# Work instructions
Repeat the entire listing exactly.

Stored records
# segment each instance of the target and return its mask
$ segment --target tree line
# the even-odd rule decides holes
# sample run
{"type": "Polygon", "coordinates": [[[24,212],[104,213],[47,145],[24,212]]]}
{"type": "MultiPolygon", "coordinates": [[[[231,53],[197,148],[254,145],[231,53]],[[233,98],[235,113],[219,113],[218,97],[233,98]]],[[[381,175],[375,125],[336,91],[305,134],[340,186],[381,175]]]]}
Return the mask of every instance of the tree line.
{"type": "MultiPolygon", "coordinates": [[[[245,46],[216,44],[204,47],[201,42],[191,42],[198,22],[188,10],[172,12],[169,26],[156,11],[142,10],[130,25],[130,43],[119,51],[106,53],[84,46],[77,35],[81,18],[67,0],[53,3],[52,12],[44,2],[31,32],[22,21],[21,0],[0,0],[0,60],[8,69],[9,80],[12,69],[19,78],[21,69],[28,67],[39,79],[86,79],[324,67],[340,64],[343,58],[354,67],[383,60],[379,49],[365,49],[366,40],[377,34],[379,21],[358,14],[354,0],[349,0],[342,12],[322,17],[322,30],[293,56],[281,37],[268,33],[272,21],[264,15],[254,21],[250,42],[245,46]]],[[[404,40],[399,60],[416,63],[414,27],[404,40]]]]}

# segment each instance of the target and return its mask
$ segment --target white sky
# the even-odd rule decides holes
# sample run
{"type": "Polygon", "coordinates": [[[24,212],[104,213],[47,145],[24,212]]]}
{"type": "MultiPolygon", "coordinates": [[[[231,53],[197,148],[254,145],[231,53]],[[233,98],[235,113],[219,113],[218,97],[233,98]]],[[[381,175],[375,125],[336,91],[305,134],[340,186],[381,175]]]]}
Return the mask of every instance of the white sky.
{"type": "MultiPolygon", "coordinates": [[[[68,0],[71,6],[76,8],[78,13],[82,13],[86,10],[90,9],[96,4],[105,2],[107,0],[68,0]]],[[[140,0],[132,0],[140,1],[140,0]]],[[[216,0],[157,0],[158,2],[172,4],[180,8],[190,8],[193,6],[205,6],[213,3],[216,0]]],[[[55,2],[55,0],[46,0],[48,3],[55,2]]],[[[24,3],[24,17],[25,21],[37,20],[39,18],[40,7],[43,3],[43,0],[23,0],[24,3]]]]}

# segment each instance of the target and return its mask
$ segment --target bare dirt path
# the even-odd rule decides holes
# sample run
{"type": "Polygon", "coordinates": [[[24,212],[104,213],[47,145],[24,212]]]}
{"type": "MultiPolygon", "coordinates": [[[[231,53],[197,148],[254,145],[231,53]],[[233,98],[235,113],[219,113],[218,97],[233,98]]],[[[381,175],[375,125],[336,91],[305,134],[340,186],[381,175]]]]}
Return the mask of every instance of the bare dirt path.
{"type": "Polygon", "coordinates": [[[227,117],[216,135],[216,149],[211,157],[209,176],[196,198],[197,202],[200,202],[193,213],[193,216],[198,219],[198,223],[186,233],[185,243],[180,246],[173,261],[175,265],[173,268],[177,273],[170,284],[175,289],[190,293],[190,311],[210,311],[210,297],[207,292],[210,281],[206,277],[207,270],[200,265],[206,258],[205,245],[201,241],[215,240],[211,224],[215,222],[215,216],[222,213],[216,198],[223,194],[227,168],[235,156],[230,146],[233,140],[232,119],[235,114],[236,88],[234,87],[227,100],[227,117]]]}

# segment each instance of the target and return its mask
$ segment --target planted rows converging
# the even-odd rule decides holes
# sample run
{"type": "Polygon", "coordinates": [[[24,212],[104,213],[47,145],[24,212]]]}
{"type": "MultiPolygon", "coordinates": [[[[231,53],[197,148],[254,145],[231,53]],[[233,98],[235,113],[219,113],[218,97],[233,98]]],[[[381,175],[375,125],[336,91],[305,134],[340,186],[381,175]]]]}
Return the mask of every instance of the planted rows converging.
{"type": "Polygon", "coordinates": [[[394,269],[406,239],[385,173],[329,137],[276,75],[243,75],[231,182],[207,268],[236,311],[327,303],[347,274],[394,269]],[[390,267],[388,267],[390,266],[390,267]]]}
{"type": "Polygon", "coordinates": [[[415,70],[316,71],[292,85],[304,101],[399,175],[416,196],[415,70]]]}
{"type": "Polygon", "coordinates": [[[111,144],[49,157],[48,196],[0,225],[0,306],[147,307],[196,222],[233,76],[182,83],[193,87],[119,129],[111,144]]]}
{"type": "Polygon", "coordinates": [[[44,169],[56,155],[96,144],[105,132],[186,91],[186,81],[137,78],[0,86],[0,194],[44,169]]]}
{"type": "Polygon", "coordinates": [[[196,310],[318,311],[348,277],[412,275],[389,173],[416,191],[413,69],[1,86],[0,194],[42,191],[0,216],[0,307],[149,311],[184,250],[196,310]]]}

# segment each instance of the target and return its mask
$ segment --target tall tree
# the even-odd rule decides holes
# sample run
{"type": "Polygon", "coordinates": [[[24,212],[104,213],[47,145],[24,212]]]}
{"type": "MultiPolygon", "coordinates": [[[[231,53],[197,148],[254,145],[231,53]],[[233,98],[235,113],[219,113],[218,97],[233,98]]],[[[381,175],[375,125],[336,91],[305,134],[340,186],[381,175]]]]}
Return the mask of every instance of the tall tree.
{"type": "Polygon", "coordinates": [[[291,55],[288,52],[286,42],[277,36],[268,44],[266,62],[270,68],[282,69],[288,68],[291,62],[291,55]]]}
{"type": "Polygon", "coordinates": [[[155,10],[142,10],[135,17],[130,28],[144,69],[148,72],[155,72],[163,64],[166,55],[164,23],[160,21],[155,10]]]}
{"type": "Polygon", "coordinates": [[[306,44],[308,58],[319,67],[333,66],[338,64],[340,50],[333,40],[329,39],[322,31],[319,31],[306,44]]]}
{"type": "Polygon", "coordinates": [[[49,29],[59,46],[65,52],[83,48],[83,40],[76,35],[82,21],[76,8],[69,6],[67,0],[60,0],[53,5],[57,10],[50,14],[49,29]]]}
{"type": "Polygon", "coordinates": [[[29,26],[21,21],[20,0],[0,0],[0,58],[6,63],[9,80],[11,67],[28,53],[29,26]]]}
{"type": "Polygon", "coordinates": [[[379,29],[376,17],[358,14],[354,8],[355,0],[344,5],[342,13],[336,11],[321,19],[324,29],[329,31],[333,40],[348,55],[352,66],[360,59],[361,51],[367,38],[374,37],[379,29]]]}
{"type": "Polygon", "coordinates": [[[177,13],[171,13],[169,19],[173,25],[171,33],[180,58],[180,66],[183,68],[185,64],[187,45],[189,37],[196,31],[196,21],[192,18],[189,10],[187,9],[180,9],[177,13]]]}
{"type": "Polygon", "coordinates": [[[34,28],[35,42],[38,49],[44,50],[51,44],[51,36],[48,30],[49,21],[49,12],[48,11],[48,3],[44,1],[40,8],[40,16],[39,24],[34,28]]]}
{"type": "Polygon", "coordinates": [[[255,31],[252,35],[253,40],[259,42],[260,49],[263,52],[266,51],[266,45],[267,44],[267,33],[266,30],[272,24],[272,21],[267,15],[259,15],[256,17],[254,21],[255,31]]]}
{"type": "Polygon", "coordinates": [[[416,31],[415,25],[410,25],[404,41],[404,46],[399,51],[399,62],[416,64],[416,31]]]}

# Correct output
# segment each instance of the target and return its mask
$ segment --target tree line
# the even-odd rule decides holes
# sample run
{"type": "Polygon", "coordinates": [[[24,212],[104,213],[47,145],[24,212]]]}
{"type": "MultiPolygon", "coordinates": [[[[231,53],[197,148],[254,145],[231,53]],[[233,98],[235,113],[219,113],[218,97],[233,98]]],[[[381,175],[375,125],[336,91],[305,134],[340,186],[381,175]]]]}
Return the mask of every instance of the tree line.
{"type": "MultiPolygon", "coordinates": [[[[245,46],[216,44],[204,47],[201,42],[191,42],[198,22],[188,10],[172,12],[169,26],[156,11],[142,10],[130,25],[130,43],[119,51],[106,53],[84,46],[77,35],[81,18],[67,0],[53,3],[52,12],[44,2],[31,32],[22,21],[21,0],[0,0],[0,60],[8,69],[9,80],[12,69],[19,78],[21,69],[28,67],[39,79],[86,79],[324,67],[340,64],[343,58],[354,67],[383,60],[379,49],[365,49],[366,40],[377,34],[379,21],[358,14],[354,0],[349,0],[342,12],[322,17],[322,30],[293,56],[281,37],[268,33],[272,21],[264,15],[254,21],[250,42],[245,46]]],[[[404,40],[399,60],[416,63],[414,27],[404,40]]]]}

# segment each instance of the target and return its mask
$ segment --target white sky
# the even-odd rule decides holes
# sample run
{"type": "Polygon", "coordinates": [[[24,212],[104,213],[47,145],[24,212]]]}
{"type": "MultiPolygon", "coordinates": [[[[231,53],[197,148],[254,145],[231,53]],[[233,98],[235,113],[219,113],[218,97],[233,98]]],[[[381,175],[375,125],[336,91],[305,134],[340,186],[381,175]]]]}
Return the mask of every instance of the white sky.
{"type": "MultiPolygon", "coordinates": [[[[68,0],[71,6],[76,8],[78,13],[82,13],[86,10],[90,9],[96,4],[105,2],[107,0],[68,0]]],[[[140,0],[132,0],[140,1],[140,0]]],[[[216,0],[157,0],[158,2],[172,4],[180,8],[190,8],[193,6],[205,6],[213,3],[216,0]]],[[[55,2],[55,0],[46,0],[48,3],[55,2]]],[[[24,3],[24,17],[25,21],[37,20],[39,18],[40,7],[43,3],[43,0],[23,0],[24,3]]]]}

# segment each instance of the target and return its mask
$ segment --target bare dirt path
# the even-odd rule decides holes
# sample run
{"type": "Polygon", "coordinates": [[[24,212],[104,213],[47,145],[24,212]]]}
{"type": "MultiPolygon", "coordinates": [[[[231,53],[197,148],[254,145],[231,53]],[[233,98],[235,113],[219,113],[218,97],[233,98]]],[[[381,175],[375,125],[336,91],[305,134],[340,186],[381,175]]]]}
Return the mask of every instance of the bare dirt path.
{"type": "Polygon", "coordinates": [[[227,117],[216,135],[216,149],[211,157],[209,176],[196,198],[197,202],[200,202],[193,213],[193,216],[198,219],[198,223],[186,233],[185,243],[180,246],[173,261],[175,265],[173,268],[177,273],[170,284],[175,289],[190,293],[190,311],[210,311],[210,297],[207,292],[210,281],[206,277],[207,270],[200,265],[206,258],[205,245],[201,241],[215,240],[211,224],[215,222],[215,216],[222,213],[216,198],[223,194],[227,168],[235,156],[230,146],[233,140],[232,119],[235,114],[236,88],[234,87],[227,100],[227,117]]]}

# segment each instance of the target and return its mask
$ segment --target planted rows converging
# the even-odd rule decides holes
# sample run
{"type": "Polygon", "coordinates": [[[24,212],[104,213],[47,145],[24,212]]]}
{"type": "MultiPolygon", "coordinates": [[[[231,53],[197,148],[254,145],[231,53]],[[233,98],[235,113],[219,113],[218,97],[233,98]]],[[[381,175],[375,125],[336,91],[305,134],[340,186],[381,175]]]]}
Return the mask of every instance of the planted rows converging.
{"type": "Polygon", "coordinates": [[[394,269],[406,239],[385,173],[329,137],[276,75],[243,75],[231,182],[207,268],[236,311],[327,303],[347,274],[394,269]],[[390,267],[388,267],[390,266],[390,267]]]}
{"type": "Polygon", "coordinates": [[[415,70],[316,71],[292,85],[304,101],[399,175],[416,196],[415,70]]]}
{"type": "Polygon", "coordinates": [[[111,144],[49,157],[48,196],[0,225],[0,306],[147,307],[196,222],[233,76],[182,83],[193,87],[119,129],[111,144]]]}
{"type": "Polygon", "coordinates": [[[44,169],[56,155],[96,144],[105,132],[186,91],[186,81],[137,78],[0,86],[0,194],[44,169]]]}
{"type": "Polygon", "coordinates": [[[196,310],[318,311],[348,277],[412,275],[389,173],[416,191],[413,69],[1,86],[0,194],[42,191],[0,216],[0,307],[149,311],[184,250],[196,310]]]}

# segment each instance of the target and return its mask
$ segment --target tall tree
# the even-odd rule decides holes
# sample run
{"type": "Polygon", "coordinates": [[[24,212],[104,213],[47,145],[24,212]]]}
{"type": "MultiPolygon", "coordinates": [[[[231,53],[197,148],[254,145],[231,53]],[[233,98],[235,113],[219,113],[218,97],[233,98]]],[[[381,175],[375,125],[336,91],[305,134],[340,186],[381,175]]]]}
Return the mask of every instance of the tall tree.
{"type": "Polygon", "coordinates": [[[291,55],[288,52],[286,42],[277,36],[268,44],[266,62],[270,68],[282,69],[288,68],[291,62],[291,55]]]}
{"type": "Polygon", "coordinates": [[[155,10],[142,10],[135,17],[130,28],[144,69],[148,72],[155,72],[163,64],[166,55],[164,23],[160,21],[155,10]]]}
{"type": "Polygon", "coordinates": [[[306,44],[308,58],[319,67],[333,66],[338,64],[340,50],[333,40],[329,39],[322,31],[319,31],[306,44]]]}
{"type": "Polygon", "coordinates": [[[49,29],[59,46],[65,52],[83,48],[83,40],[76,35],[82,21],[76,8],[69,6],[67,0],[60,0],[53,5],[57,10],[50,14],[49,29]]]}
{"type": "Polygon", "coordinates": [[[29,26],[21,21],[20,0],[0,0],[0,58],[6,63],[9,80],[11,67],[28,53],[29,26]]]}
{"type": "Polygon", "coordinates": [[[379,29],[376,17],[358,14],[354,8],[355,0],[344,5],[342,13],[336,11],[321,19],[324,29],[329,31],[333,40],[348,55],[352,66],[360,59],[361,51],[367,38],[374,37],[379,29]]]}
{"type": "Polygon", "coordinates": [[[177,13],[171,13],[169,19],[173,25],[171,33],[180,58],[180,66],[183,68],[185,64],[187,45],[189,37],[196,31],[196,21],[192,18],[189,10],[187,9],[180,9],[177,13]]]}
{"type": "Polygon", "coordinates": [[[34,28],[35,42],[38,49],[44,50],[51,44],[51,36],[48,30],[49,21],[49,12],[48,11],[48,3],[44,1],[40,8],[40,16],[39,24],[34,28]]]}
{"type": "Polygon", "coordinates": [[[255,31],[252,35],[253,40],[259,42],[260,49],[263,52],[266,51],[266,45],[267,44],[267,33],[266,30],[272,24],[272,21],[267,15],[259,15],[256,17],[254,21],[255,31]]]}
{"type": "Polygon", "coordinates": [[[416,31],[415,25],[410,25],[404,41],[404,46],[399,51],[399,62],[416,64],[416,31]]]}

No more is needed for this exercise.